--- Start of STORED DATA ---
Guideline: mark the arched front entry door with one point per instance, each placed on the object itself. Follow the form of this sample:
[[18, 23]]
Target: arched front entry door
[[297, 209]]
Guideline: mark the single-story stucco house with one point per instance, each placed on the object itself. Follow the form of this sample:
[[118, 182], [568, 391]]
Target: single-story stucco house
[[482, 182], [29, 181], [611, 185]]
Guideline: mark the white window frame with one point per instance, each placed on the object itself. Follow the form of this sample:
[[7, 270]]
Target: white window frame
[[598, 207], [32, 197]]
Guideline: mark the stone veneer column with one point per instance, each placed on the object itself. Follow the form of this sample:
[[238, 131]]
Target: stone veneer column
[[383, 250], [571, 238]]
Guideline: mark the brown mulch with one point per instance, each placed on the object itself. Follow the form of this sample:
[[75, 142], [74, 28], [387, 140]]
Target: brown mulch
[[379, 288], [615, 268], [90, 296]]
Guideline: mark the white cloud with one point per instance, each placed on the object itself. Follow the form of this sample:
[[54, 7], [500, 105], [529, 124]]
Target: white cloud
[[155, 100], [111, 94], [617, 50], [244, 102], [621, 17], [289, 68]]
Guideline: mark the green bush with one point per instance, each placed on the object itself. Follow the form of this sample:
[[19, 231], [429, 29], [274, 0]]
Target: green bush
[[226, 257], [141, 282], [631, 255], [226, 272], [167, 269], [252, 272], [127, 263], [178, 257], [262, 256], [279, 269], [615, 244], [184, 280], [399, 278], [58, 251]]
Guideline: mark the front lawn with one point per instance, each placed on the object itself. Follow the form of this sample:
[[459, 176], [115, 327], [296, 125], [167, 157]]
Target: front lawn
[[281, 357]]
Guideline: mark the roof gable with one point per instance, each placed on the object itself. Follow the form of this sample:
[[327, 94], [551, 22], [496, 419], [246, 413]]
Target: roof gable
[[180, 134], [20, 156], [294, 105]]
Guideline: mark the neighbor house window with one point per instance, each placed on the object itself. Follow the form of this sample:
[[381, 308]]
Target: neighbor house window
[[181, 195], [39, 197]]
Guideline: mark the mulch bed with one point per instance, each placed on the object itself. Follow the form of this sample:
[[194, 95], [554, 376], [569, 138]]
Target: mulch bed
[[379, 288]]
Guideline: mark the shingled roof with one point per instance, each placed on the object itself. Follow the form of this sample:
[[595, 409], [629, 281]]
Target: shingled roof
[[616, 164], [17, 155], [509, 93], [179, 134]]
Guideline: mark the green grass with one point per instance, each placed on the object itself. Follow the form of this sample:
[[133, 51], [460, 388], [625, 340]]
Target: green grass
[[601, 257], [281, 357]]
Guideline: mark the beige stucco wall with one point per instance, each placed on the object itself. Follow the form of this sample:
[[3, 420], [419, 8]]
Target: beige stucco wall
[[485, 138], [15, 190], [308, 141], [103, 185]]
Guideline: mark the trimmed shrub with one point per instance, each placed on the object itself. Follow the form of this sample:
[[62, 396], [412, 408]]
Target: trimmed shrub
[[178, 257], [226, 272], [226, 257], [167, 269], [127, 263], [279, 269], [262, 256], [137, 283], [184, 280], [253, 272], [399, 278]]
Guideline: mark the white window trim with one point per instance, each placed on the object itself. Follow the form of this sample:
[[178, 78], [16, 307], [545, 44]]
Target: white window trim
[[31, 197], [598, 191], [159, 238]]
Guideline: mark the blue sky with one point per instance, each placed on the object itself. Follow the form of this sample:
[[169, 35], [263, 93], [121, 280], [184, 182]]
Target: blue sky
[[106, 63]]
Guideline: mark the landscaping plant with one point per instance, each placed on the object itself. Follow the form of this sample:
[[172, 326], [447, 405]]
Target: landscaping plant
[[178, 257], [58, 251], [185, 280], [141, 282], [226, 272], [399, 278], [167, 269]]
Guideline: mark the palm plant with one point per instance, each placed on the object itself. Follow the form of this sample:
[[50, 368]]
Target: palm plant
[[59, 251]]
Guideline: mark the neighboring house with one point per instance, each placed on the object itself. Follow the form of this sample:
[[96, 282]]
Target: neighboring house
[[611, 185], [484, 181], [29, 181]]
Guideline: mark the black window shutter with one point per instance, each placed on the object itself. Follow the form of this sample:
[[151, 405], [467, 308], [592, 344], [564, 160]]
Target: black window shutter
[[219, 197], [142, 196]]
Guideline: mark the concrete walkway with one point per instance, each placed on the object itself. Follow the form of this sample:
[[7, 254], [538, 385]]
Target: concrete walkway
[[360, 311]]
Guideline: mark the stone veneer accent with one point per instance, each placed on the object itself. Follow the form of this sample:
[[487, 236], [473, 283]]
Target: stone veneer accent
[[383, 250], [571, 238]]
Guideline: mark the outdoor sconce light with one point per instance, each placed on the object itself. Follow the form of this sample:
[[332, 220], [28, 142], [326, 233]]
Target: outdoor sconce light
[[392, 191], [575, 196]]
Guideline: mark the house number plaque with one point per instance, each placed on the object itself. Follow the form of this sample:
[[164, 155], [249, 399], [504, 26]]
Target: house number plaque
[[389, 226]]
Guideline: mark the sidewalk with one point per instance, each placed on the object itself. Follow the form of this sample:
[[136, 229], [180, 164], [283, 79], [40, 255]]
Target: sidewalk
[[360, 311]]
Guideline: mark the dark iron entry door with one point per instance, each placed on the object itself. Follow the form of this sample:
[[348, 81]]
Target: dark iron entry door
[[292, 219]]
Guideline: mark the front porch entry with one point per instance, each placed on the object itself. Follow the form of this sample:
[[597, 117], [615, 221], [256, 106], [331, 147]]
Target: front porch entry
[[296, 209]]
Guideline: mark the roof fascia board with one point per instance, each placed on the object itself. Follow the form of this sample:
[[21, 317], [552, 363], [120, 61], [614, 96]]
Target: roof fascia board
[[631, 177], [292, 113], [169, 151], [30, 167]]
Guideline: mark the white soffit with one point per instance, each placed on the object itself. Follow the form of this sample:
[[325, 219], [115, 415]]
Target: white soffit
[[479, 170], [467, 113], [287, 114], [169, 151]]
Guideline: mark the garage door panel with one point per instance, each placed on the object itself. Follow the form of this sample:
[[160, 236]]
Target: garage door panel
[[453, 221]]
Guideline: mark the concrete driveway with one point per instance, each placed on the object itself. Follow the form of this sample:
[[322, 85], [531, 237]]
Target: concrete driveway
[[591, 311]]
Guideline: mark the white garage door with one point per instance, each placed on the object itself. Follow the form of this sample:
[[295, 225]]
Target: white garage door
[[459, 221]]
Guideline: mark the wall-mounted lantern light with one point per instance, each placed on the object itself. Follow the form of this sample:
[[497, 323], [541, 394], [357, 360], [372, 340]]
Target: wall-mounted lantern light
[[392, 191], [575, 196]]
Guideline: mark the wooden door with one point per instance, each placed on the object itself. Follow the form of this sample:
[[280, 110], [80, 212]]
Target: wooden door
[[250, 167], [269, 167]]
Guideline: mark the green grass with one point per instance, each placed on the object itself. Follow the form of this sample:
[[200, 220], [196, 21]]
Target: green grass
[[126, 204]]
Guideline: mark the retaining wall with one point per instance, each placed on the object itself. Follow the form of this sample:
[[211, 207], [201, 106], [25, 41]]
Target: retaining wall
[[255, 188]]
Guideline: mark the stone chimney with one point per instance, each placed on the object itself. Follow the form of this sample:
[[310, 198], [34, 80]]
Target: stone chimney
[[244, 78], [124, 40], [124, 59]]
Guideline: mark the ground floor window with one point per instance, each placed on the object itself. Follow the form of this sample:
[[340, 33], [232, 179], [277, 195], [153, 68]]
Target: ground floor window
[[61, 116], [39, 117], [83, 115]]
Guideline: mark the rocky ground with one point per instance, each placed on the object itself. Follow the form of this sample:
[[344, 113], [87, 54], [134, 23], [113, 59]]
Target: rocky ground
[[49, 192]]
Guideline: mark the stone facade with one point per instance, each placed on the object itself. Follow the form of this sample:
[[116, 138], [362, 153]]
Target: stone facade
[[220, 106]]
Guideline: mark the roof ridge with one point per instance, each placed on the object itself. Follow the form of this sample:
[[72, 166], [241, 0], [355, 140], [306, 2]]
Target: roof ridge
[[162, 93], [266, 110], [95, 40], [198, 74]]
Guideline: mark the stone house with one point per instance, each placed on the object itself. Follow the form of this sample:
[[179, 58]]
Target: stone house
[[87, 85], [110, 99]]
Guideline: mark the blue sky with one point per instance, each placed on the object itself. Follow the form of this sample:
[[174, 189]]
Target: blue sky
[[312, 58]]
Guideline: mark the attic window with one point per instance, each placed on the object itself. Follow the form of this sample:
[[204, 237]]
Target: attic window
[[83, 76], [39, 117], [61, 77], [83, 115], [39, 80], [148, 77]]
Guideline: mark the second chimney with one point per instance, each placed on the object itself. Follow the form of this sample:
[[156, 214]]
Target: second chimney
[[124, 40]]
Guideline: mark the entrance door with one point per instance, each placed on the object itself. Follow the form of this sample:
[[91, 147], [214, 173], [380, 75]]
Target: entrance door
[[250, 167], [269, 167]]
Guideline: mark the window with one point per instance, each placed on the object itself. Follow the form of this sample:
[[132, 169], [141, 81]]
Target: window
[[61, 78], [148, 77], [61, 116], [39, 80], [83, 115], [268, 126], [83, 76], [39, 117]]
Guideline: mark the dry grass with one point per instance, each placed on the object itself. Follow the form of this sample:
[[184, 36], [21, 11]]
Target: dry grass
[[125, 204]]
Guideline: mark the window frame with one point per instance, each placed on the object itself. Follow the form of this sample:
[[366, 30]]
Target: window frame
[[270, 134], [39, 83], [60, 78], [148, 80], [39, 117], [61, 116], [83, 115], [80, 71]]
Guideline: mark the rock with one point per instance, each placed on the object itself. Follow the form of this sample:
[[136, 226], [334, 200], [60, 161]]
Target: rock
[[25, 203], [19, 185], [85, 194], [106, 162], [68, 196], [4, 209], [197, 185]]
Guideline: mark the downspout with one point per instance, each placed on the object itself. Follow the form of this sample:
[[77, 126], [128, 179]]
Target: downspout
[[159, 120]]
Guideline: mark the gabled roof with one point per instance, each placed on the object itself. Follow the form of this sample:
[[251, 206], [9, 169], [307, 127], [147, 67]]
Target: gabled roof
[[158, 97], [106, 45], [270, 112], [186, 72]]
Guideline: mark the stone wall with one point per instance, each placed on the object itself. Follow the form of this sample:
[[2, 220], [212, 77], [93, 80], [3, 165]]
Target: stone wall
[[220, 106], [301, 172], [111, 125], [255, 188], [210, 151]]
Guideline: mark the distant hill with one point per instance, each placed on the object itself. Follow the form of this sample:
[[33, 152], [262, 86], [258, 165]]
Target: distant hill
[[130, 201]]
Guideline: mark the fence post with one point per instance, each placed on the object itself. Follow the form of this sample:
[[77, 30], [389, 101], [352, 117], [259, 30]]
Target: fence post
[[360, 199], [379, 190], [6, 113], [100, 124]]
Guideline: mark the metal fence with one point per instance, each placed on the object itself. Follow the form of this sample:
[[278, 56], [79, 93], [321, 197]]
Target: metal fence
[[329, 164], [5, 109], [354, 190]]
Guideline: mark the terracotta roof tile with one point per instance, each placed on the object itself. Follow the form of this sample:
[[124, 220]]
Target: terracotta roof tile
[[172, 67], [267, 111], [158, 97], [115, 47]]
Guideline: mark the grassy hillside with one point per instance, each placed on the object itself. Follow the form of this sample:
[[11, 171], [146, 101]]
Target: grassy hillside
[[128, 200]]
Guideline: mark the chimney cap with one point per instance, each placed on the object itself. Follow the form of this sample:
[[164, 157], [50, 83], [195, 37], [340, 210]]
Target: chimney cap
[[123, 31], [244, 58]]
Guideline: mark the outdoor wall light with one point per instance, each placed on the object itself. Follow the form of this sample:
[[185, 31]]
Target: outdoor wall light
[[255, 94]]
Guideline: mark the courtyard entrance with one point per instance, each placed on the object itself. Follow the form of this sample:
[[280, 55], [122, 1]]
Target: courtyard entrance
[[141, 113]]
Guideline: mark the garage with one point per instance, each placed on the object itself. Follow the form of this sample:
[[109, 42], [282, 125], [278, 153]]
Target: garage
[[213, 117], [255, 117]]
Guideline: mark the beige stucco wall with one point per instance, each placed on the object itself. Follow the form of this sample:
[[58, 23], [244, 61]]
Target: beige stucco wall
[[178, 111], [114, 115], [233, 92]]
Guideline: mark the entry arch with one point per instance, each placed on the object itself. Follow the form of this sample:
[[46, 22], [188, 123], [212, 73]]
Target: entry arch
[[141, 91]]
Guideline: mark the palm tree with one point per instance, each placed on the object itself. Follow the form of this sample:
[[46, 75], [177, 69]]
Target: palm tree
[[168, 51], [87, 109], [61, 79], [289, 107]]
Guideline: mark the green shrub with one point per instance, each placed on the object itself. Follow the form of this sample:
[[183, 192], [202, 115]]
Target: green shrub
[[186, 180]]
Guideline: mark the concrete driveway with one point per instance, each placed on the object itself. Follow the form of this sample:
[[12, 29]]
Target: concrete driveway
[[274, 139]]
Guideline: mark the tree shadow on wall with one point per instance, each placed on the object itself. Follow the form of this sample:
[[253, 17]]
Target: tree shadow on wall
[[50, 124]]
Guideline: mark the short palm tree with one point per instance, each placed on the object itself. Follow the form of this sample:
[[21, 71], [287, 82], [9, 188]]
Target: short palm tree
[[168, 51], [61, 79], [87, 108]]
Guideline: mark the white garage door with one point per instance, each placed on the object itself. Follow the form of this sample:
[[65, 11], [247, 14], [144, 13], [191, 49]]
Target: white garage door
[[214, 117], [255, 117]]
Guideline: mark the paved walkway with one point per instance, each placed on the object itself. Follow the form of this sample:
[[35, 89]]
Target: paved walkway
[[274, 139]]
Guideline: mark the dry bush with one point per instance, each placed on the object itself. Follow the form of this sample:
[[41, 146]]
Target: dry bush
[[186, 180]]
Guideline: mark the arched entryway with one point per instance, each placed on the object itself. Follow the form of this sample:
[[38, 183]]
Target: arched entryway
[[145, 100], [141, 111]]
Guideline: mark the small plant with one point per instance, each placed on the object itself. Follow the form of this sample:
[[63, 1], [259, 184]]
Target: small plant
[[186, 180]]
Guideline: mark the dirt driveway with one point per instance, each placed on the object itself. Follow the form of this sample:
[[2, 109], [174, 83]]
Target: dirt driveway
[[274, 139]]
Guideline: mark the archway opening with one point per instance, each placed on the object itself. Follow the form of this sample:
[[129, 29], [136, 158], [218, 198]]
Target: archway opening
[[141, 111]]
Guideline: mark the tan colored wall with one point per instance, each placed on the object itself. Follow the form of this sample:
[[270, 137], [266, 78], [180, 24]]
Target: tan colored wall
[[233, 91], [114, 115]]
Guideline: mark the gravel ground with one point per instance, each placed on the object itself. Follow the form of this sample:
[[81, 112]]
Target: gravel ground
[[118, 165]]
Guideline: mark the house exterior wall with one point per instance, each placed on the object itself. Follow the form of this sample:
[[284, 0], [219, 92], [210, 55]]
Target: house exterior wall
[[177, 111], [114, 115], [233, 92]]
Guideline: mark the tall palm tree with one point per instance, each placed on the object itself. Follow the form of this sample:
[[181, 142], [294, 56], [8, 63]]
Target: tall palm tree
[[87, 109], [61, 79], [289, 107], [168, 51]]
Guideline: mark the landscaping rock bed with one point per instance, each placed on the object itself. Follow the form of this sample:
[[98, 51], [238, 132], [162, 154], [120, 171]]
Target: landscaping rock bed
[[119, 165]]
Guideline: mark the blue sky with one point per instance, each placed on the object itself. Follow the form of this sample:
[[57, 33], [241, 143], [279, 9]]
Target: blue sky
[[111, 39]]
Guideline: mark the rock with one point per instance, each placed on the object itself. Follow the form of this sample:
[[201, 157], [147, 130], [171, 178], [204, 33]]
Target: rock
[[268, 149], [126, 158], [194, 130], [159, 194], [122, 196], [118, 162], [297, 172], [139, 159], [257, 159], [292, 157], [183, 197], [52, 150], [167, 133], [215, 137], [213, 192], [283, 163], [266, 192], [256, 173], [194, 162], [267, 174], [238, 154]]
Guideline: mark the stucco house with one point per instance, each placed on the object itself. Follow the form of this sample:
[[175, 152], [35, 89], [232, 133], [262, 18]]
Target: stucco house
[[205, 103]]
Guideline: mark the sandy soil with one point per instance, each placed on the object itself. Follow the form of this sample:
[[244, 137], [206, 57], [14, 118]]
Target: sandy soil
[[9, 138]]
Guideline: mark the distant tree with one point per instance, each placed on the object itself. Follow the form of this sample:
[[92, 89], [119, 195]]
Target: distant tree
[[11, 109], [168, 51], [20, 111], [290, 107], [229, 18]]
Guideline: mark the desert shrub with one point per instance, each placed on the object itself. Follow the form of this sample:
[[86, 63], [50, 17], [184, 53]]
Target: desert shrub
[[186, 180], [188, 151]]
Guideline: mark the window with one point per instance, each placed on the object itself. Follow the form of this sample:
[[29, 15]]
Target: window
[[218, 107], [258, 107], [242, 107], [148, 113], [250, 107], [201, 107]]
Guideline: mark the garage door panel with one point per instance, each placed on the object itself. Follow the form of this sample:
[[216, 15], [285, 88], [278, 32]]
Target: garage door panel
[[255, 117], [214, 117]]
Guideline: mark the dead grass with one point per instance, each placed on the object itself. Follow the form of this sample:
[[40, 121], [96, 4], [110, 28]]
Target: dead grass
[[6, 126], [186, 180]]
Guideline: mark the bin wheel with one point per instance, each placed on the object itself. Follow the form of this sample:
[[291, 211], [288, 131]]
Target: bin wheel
--- End of STORED DATA ---
◆ **AIM OF THE TASK**
Copy out, unchanged, every line from the one containing "Guideline: mark the rocky" to the one containing "76], [39, 117]]", including both of those lines.

◆ **SOLUTION TO THIS TASK**
Guideline: mark the rocky ground with one point per instance, each placed on the object itself. Follow the form of this sample:
[[344, 113], [87, 54], [134, 23], [113, 59]]
Target: rocky ground
[[49, 192]]
Guideline: mark the stone facade with one point per instance, each placed on the object itself. Follow the form of this sample:
[[116, 138], [362, 153]]
Target: stone facade
[[220, 106]]
Guideline: mark the roof ridge with one point per instance, each placed on the object itself. Follow the form of this sample:
[[72, 166], [241, 0], [355, 140], [306, 2]]
Target: roof ridge
[[162, 93], [266, 110], [95, 40], [198, 74]]
Guideline: mark the stone house with one point per instance, each placed on the object itself. Follow the form of this sample:
[[179, 58]]
Target: stone house
[[87, 85], [110, 99]]
Guideline: mark the blue sky with one point per instance, each placed on the object itself. Follow the form of this sample:
[[174, 189]]
Target: blue sky
[[312, 58]]
Guideline: mark the attic window with one point per instance, each placed on the object itself. Follow the form of this sample:
[[204, 237]]
Target: attic window
[[83, 76], [39, 117], [61, 77], [83, 115], [39, 80], [148, 77]]
Guideline: mark the second chimney with one point per instance, each placed on the object itself. Follow the form of this sample:
[[156, 214]]
Target: second chimney
[[124, 40]]
Guideline: mark the entrance door with one point per instance, each placed on the object itself. Follow the form of this sample:
[[91, 147], [214, 173], [380, 75]]
Target: entrance door
[[250, 167], [269, 167]]
Guideline: mark the window with one point per instance, each placed on the object itself. Follow the form of this sample:
[[132, 169], [141, 81]]
Target: window
[[61, 78], [148, 77], [61, 116], [39, 80], [83, 115], [268, 126], [83, 76], [39, 117]]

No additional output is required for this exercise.